Sparse gradient descent recovers the parameters of a sparse max-affine model exactly from O(s log(d/s)) noise-free observations.

A machine-rendered reading of the paper's core claim, the machinery that carries it, and where it could break.

The paper introduces Sparse Gradient Descent (Sp-GD) to solve variable selection for convex piecewise linear regression expressed as the maximum of k affine functions. It supplies a non-asymptotic local convergence guarantee showing that fixed model order yields an ε-accurate estimate from O(max(ε^{-2} σ_z², 1) s log(d/s)) samples under sub-Gaussian noise obeying anti-concentration. The same bound implies exact recovery from O(s log(d/s)) samples when noise is absent. An initialization procedure based on sparse principal component analysis followed by covering search receives its own non-asymptotic guarantee, and a Real Maslov Dequantization map is introduced that converts sparse generalized polynomials into max-affine form with exponentially decaying error.

Core claim

When the model order and parameters are fixed, Sp-GD provides an ε-accurate estimate given O(max(ε^{-2}σ_z²,1)s log(d/s)) observations under sub-Gaussian noise with anti-concentration, implying exact recovery from O(s log(d/s)) noise-free observations.

• **Data**:
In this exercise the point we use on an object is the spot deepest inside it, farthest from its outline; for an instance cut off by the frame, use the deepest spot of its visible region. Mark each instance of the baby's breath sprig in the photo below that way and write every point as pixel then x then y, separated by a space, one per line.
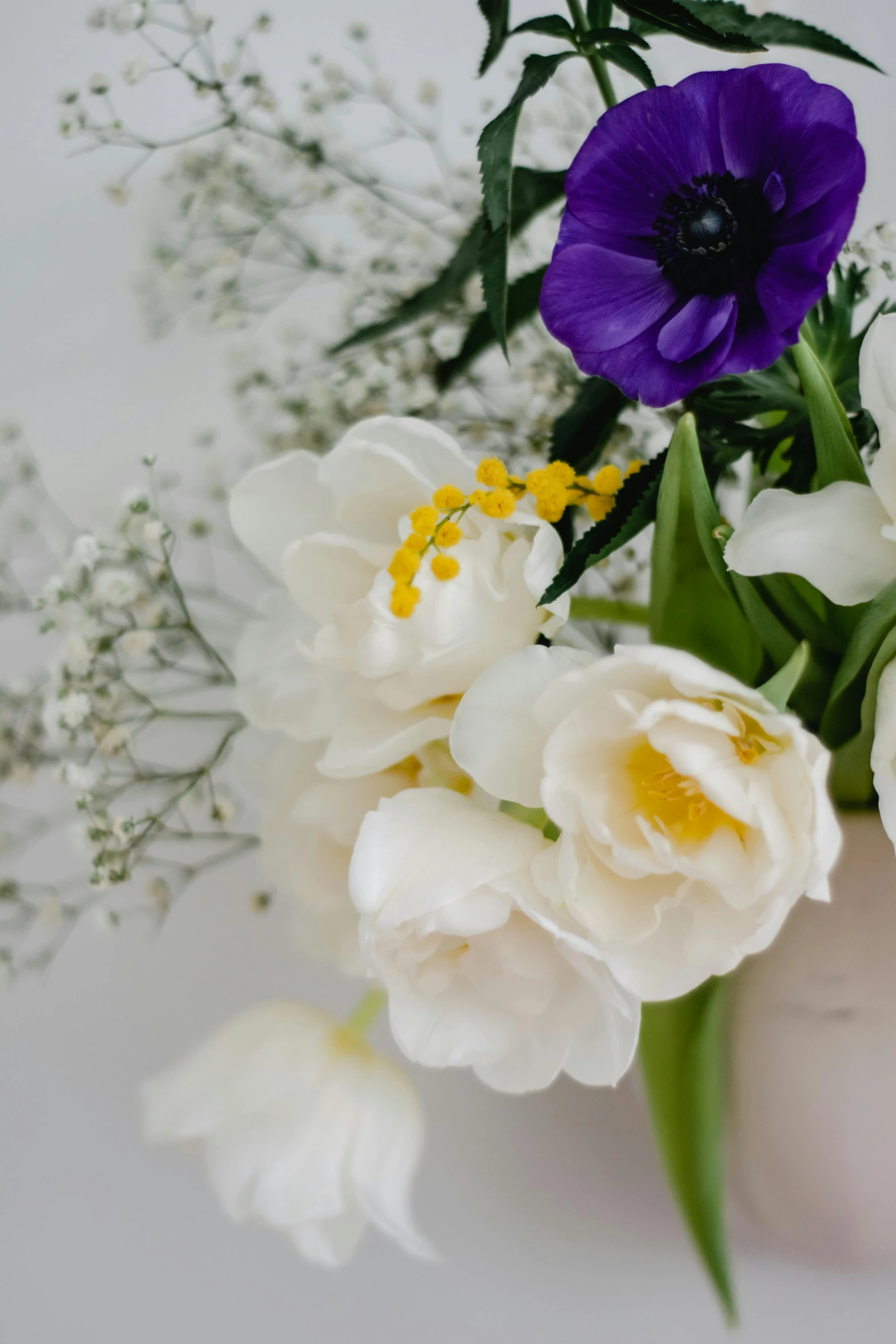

• **Task requirements**:
1 - Can you condense the paragraph beginning "The paper introduces Sparse Gradient Descent" in the Sp-GD summary into a short bulleted list that keeps its main facts?
2 - How would you sum up the Sp-GD summary in two sentences?
3 - Could you carry the Sp-GD summary forward from its last sentence?

• **Task-by-task answers**:
1 -
- Sparse Gradient Descent (Sp-GD) handles variable selection for convex piecewise linear regression, modeled as the maximum of k affine functions.
- A non-asymptotic local convergence guarantee holds: with fixed model order, an ε-accurate estimate needs O(max(ε^{-2} σ_z², 1) s log(d/s)) samples under sub-Gaussian noise with anti-concentration.
- Without noise, the same bound gives exact recovery from O(s log(d/s)) samples.
- Initialization by sparse principal component analysis followed by covering search has its own non-asymptotic guarantee.
- A Real Maslov Dequantization map converts sparse generalized polynomials into max-affine form, with exponentially decaying error.

2 - Sparse Gradient Descent (Sp-GD) addresses variable selection for convex piecewise linear regression written as the maximum of k affine functions. With fixed model order, it yields an ε-accurate estimate from O(max(ε^{-2}σ_z², 1) s log(d/s)) samples under sub-Gaussian noise with anti-concentration, and exact recovery from O(s log(d/s)) noise-free samples, while the paper also gives a guaranteed initialization based on sparse principal component analysis and covering search, plus a Real Maslov Dequantization map into max-affine form.

3 -
What carries the argument

Sparse Gradient Descent (Sp-GD) that iteratively refines sparse weight vectors inside the max-affine representation while performing variable selection.

If this is right

  • Sp-GD converges locally to the ground-truth parameters at the stated sample rate.
  • The sparse-PCA initialization returns an ε-accurate starting point after O(ε^{-2} max(σ_z^4, σ_z², 1) s² log⁴(d)) Gaussian samples.
  • Real Maslov Dequantization maps sparse generalized polynomials to max-affine models with error that decays exponentially in the temperature parameter.
  • All convergence guarantees extend directly to the bounded-noise regime created by the dequantization map.

Where Pith is reading between the lines

These are editorial extensions of the paper, not claims the author makes directly.

  • The exponential decay rate of the dequantization error suggests the same transformation could approximate other classes of sparse non-smooth functions.
  • If anti-concentration can be verified for a wider family of covariate distributions, the same Sp-GD analysis would immediately cover additional piecewise-linear regression settings.
  • Allowing the number of affine pieces k to grow slowly with dimension would be a direct next step that preserves the logarithmic dependence on d.

Load-bearing premise

The covariate distribution must obey sub-Gaussianity together with anti-concentration for the local convergence proof to apply.

What would settle it

Run Sp-GD on noise-free data drawn from a distribution satisfying the stated assumptions and check whether recovery error stays bounded away from zero once the sample count drops below c s log(d/s) for small constant c.

Figures

Figures reproduced from arXiv: 2411.02225 by Haitham Kanj, Kiryung Lee, Seonho Kim.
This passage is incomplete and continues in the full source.